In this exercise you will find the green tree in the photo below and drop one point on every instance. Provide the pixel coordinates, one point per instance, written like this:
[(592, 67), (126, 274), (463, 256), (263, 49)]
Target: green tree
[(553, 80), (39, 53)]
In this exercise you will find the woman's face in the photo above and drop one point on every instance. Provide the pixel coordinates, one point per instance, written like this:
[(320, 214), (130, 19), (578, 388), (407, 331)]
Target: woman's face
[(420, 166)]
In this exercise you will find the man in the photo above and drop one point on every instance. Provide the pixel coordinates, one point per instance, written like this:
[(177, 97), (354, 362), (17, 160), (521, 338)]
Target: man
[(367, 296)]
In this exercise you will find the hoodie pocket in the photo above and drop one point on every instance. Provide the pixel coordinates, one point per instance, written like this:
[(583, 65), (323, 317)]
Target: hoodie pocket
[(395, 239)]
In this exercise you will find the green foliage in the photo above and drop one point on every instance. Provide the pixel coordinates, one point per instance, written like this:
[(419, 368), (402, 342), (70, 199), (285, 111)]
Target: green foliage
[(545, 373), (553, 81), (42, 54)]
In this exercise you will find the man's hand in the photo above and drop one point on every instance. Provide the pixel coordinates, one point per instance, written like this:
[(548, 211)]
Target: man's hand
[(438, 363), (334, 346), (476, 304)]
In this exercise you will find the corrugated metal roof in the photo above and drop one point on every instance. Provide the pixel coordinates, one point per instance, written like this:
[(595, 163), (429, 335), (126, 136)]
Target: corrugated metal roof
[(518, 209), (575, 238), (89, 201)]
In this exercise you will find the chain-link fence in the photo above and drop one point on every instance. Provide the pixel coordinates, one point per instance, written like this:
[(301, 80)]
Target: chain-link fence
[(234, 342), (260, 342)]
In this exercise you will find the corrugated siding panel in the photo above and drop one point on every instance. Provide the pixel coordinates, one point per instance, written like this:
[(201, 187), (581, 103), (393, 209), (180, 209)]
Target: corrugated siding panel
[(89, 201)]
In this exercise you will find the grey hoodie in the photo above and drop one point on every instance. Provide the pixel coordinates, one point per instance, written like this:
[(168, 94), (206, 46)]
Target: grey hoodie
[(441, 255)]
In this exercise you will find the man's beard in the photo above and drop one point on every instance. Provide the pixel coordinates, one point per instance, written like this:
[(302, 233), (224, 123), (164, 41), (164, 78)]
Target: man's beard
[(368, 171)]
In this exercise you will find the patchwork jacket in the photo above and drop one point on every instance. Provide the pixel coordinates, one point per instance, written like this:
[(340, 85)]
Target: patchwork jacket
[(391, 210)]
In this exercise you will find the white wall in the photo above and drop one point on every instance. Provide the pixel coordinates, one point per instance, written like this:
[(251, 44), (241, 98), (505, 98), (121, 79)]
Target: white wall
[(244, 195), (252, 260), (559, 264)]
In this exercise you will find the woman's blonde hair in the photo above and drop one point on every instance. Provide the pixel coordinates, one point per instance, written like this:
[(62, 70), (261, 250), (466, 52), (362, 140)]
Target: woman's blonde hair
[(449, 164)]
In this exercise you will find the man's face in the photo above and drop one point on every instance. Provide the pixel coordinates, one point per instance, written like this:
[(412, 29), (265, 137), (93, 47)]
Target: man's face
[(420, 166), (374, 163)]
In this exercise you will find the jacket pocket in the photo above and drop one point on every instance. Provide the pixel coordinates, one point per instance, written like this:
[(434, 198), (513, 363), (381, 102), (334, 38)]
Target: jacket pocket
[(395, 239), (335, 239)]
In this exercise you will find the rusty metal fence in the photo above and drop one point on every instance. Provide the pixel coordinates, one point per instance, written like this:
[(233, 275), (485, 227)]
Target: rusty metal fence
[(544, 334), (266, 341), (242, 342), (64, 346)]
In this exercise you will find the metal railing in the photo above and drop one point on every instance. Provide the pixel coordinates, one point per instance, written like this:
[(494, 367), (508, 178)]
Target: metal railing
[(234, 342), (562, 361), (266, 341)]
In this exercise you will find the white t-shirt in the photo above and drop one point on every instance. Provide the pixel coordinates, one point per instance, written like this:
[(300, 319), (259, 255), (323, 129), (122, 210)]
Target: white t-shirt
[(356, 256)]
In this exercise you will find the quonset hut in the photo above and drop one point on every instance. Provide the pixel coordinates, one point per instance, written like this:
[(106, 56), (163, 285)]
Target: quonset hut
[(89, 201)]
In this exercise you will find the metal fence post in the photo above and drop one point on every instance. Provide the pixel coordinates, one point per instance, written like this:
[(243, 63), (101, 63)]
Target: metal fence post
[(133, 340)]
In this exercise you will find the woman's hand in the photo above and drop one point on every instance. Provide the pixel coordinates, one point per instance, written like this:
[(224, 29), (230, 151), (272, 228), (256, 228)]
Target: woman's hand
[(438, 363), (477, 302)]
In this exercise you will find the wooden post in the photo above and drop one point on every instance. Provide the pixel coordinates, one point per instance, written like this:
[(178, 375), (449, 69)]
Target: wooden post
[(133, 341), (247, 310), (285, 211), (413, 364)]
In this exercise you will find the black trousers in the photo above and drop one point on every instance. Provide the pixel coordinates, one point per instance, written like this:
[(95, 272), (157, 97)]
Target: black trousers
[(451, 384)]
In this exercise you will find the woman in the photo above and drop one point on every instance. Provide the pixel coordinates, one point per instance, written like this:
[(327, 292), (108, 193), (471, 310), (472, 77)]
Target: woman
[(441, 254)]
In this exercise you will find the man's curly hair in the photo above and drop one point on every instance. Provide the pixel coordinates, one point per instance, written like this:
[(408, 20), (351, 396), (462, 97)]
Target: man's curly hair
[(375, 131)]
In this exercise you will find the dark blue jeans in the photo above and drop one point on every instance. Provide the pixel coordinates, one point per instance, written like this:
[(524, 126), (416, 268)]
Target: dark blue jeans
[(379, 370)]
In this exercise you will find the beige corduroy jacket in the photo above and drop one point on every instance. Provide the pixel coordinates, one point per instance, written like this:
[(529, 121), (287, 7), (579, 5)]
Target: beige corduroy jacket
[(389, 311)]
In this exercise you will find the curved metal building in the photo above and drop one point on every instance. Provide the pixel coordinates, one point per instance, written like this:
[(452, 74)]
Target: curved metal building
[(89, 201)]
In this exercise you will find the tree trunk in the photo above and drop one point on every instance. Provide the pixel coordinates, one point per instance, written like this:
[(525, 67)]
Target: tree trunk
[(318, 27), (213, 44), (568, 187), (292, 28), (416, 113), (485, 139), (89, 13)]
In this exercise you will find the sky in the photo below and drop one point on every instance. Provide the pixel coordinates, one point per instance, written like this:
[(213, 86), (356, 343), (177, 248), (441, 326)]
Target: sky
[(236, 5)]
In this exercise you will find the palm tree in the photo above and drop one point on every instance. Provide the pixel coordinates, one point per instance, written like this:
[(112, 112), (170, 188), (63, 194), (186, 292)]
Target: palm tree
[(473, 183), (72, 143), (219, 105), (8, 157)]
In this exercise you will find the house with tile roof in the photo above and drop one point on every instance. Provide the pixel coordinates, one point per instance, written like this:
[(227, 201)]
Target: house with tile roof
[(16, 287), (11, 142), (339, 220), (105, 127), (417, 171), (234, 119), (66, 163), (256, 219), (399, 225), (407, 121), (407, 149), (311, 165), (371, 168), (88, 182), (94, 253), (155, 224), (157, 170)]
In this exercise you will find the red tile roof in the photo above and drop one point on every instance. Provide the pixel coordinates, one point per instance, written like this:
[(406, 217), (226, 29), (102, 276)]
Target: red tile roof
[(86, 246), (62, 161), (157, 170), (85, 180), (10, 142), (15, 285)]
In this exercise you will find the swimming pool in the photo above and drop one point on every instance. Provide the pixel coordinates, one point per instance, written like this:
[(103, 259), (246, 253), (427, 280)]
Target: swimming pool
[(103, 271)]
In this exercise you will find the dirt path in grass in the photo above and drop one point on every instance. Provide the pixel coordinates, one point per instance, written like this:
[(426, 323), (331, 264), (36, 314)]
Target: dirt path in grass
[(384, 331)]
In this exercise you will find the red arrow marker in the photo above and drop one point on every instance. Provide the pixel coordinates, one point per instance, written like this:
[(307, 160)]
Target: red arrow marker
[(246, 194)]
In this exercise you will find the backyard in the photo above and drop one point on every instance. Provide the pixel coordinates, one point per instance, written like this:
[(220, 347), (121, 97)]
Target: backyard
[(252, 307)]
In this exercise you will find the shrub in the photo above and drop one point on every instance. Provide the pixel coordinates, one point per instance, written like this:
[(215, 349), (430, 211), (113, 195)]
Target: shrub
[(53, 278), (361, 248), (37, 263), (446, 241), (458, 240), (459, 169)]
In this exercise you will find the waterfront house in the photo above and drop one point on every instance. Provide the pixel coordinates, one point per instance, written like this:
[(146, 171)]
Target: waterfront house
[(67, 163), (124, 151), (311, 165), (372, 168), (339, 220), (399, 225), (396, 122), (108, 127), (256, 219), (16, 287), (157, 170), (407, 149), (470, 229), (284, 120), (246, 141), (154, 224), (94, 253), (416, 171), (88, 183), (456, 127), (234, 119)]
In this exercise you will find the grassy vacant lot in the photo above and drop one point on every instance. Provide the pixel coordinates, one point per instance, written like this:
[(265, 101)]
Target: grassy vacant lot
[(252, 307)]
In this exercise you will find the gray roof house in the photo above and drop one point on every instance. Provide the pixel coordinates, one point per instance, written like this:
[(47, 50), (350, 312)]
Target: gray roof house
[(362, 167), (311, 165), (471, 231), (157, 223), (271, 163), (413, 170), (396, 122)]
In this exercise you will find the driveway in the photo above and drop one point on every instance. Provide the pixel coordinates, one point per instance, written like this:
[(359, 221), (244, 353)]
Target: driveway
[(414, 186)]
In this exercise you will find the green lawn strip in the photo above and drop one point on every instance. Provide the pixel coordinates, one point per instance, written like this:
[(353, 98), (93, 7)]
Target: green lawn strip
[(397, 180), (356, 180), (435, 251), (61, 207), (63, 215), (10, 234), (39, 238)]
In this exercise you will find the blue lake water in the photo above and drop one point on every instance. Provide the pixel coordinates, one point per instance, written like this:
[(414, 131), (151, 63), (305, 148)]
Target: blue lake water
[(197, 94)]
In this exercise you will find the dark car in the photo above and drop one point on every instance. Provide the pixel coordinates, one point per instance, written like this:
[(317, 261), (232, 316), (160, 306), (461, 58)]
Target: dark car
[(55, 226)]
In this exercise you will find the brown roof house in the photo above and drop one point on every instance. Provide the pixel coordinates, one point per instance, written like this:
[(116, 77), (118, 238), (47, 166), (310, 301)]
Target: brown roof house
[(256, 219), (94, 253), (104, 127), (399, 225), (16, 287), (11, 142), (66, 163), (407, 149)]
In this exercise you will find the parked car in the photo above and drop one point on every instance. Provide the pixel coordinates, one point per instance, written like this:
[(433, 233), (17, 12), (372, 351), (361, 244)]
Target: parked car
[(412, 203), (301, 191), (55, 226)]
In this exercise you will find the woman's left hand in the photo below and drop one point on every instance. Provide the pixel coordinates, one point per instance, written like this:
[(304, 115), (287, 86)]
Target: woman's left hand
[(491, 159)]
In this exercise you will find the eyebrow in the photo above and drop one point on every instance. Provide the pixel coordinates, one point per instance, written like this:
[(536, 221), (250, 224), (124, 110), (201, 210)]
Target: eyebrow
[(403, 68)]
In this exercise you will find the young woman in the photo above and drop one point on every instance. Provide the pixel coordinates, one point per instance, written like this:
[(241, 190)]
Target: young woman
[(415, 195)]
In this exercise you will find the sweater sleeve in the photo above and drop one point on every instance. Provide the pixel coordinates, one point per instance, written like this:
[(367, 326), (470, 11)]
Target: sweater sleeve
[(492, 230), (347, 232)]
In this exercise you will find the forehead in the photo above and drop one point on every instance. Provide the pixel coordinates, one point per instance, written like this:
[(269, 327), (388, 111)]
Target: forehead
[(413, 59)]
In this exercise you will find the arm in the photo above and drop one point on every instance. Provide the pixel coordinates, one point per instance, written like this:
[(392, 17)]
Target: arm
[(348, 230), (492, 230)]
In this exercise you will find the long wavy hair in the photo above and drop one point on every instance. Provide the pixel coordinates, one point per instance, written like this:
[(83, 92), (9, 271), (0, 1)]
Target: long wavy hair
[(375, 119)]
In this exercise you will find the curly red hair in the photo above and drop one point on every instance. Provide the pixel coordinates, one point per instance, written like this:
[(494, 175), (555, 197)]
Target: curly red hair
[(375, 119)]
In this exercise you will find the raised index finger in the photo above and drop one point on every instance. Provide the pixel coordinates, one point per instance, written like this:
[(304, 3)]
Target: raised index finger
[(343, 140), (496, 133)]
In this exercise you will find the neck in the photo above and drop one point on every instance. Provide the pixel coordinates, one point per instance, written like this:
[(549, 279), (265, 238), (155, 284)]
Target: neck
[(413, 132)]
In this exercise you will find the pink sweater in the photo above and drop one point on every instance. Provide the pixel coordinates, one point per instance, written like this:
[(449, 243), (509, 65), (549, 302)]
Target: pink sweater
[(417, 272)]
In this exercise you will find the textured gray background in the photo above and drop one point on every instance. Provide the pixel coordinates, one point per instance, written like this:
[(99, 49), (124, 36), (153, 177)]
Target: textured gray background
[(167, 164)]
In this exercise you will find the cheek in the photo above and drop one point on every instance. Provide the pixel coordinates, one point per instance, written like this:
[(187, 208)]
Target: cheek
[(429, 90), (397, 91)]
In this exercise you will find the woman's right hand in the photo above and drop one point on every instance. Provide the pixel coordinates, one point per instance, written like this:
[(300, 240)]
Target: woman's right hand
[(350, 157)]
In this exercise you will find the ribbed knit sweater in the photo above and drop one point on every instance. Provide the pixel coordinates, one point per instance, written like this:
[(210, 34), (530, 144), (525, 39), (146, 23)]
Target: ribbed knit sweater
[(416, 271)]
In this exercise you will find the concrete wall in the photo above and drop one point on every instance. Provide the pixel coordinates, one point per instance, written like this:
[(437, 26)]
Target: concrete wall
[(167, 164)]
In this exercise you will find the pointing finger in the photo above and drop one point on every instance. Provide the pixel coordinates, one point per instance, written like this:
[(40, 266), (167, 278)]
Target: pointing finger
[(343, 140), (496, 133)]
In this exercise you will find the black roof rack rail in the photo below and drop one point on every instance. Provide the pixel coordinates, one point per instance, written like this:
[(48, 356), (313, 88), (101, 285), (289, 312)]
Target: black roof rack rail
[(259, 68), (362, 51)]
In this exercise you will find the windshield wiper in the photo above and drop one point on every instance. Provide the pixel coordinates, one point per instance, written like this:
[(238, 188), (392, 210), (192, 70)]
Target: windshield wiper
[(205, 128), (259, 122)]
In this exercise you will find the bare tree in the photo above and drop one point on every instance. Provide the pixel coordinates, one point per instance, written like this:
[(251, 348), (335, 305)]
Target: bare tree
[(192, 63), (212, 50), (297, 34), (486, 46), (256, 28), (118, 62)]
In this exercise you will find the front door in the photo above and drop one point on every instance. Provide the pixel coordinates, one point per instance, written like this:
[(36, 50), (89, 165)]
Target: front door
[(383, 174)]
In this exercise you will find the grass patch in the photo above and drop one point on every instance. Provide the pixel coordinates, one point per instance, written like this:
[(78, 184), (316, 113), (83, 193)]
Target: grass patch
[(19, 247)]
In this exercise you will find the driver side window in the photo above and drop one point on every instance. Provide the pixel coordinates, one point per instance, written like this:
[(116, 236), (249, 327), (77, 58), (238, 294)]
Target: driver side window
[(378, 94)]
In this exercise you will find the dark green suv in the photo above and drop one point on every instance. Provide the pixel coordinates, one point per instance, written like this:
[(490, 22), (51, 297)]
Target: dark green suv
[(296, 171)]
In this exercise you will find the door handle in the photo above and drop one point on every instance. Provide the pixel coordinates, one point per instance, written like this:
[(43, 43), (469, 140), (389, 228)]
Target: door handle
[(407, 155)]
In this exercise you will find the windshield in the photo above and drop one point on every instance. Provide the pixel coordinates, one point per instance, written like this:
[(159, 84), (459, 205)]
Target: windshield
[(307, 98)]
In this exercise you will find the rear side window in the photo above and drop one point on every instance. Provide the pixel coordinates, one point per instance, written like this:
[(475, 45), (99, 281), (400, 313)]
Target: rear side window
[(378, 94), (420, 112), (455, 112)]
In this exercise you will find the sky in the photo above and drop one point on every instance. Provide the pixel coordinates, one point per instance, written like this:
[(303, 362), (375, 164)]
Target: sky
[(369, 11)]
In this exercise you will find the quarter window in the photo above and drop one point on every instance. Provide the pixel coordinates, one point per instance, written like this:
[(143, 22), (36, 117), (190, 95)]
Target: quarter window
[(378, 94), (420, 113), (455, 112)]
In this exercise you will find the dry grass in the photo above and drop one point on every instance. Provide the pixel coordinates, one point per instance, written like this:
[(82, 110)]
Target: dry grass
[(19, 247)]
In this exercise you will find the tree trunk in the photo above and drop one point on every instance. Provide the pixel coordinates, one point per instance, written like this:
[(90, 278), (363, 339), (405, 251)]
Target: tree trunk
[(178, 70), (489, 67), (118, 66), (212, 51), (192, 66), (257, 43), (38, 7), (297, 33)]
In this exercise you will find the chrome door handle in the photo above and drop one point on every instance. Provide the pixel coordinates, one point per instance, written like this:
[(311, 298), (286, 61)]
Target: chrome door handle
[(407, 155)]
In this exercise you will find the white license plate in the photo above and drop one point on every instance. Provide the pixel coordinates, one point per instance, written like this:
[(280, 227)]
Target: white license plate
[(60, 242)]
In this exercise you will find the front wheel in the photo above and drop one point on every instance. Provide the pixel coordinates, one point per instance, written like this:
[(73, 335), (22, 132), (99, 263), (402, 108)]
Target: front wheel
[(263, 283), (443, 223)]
━━━━━━━━━━━━━━━━━━━━
### Task instructions
Please reproduce the lines of the listing above verbatim, from the line containing "In this exercise you will find the shrub" to the line containing "240), (459, 169)]", both included.

### The reply
In this exercise you will find the shrub in the photo above and drop one point on every instance. Provide the pixel coordinates, one point per instance, written like this:
[(215, 349), (430, 211), (113, 195)]
Target: shrub
[(53, 278), (361, 248), (37, 263), (446, 241), (458, 240), (459, 169)]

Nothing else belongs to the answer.